> _Excerpted text_
↓↓↓

The intensity of solar storms is expected to peak in 2013 and may devastate critical infrastructure like satellite communications, navigation systems and electrical transmission equipment, a top scientist has warned.
Kathryn Sullivan, assistant secretary of the US National Oceanic and Atmospheric Administration, said countries should prepare for "potentially devastating effects" from solar storms which are caused by massive explosions on the sun.
Solar storms, according to scientists, release particles that can temporarily disable or permanently destroy fragile computer circuits, the Daily Mail reported.
Dr Sullivan, a former NASA astronaut who in 1984 became the first woman to walk in space, told a UN weather conference in Geneva that "it is not a question of if, but really a matter of when a major solar event could hit our planet". She is not the only expert to issue a warning about the threat posed by solar storms. In February, astronomers warned that mankind is now more vulnerable to such an event than at any time in history -- and that the planet should prepare for a global Hurricane Katrina-style disaster.
A massive solar eruption, they said, would send waves of radiation and charged particles to Earth, damaging satellite systems used for synchronising computers, airline navigation and phone networks. If the storm is powerful enough it could even crash stock markets and cause power cuts that last weeks or months, experts told the American Association for the Advancement of Science.
The chances of a disruption from space are getting stronger because the sun is entering the most active period of its 11 to 12-year natural cycle. The world got a taster of the sun's explosive power in February when the strongest solar eruption in five years sent a torrent of charged plasma hurtling towards the world at 580 miles per second. The storm created spectacular aurorae and disrupted radio communications.
Space storms are not new. The first major solar flare was recorded by British astronomer Richard Carrington in 1859. Other solar geomagnetic storms have been observed in recent decades. According to NASA, one huge solar flare in 1972 cut off long-distance telephone communication in the mid-western state of Illinois. Another similar flare in 1989 'provoked geomagnetic storms that disrupted electric power transmission' and caused blackouts across the Canadian province of Quebec, the US space agency said.

↑↑↑

> _What the exercise asks_
Reproduce the solar storms text, starting at "Space storms are" and ending at "space agency said.", changing "solar flare" to "solar eruption" throughout.

[Dataset items]
↓↓↓

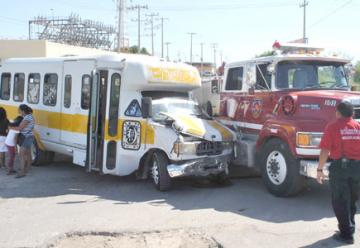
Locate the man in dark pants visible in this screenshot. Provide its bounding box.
[317,102,360,244]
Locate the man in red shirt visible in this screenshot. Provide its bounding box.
[317,102,360,244]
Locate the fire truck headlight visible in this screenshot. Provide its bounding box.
[296,132,323,148]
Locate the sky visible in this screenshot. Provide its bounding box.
[0,0,360,64]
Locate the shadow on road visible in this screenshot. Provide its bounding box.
[0,158,333,223]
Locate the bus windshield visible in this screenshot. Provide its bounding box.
[275,61,349,89]
[152,98,210,121]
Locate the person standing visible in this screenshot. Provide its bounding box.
[0,107,9,168]
[10,104,35,178]
[317,102,360,244]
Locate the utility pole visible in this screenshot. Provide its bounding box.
[200,42,204,76]
[165,42,171,61]
[188,33,196,65]
[161,17,169,58]
[128,4,148,53]
[211,43,218,73]
[117,0,126,52]
[300,0,309,43]
[146,13,159,56]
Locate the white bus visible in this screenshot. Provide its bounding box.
[0,54,234,190]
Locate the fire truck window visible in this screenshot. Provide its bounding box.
[81,75,91,109]
[225,67,244,90]
[0,73,11,100]
[255,64,271,90]
[13,73,25,102]
[43,73,58,106]
[27,73,40,103]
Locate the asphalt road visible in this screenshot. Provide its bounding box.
[0,158,360,248]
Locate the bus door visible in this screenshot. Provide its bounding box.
[86,70,109,172]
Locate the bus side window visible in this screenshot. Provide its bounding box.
[108,73,121,136]
[225,67,244,90]
[27,73,40,103]
[0,73,11,100]
[81,75,91,109]
[13,73,25,102]
[43,73,58,106]
[64,75,72,108]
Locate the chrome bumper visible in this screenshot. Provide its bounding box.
[167,156,230,178]
[300,160,330,179]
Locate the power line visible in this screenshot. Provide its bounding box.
[309,0,353,28]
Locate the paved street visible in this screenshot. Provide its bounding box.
[0,158,360,248]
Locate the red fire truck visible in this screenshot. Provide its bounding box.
[219,42,360,196]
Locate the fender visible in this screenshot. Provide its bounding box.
[256,120,296,157]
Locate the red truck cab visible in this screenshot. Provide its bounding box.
[219,42,360,196]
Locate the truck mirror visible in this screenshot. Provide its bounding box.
[141,97,152,119]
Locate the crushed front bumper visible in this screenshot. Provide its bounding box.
[300,160,330,179]
[167,155,231,178]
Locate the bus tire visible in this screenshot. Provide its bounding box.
[150,151,171,191]
[206,102,213,116]
[30,140,55,166]
[260,139,305,197]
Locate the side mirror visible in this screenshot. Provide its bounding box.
[141,97,152,119]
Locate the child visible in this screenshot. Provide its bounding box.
[5,116,23,175]
[0,107,9,168]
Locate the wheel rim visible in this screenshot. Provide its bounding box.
[266,151,287,185]
[151,157,159,185]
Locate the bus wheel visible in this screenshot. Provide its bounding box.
[30,140,54,166]
[260,139,305,197]
[151,152,171,191]
[206,102,213,116]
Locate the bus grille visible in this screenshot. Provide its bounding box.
[196,141,223,156]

↑↑↑

> _Answer box_
Space storms are not new. The first major solar eruption was recorded by British astronomer Richard Carrington in 1859. Other solar geomagnetic storms have been observed in recent decades. According to NASA, one huge solar eruption in 1972 cut off long-distance telephone communication in the mid-western state of Illinois. Another similar flare in 1989 'provoked geomagnetic storms that disrupted electric power transmission' and caused blackouts across the Canadian province of Quebec, the US space agency said.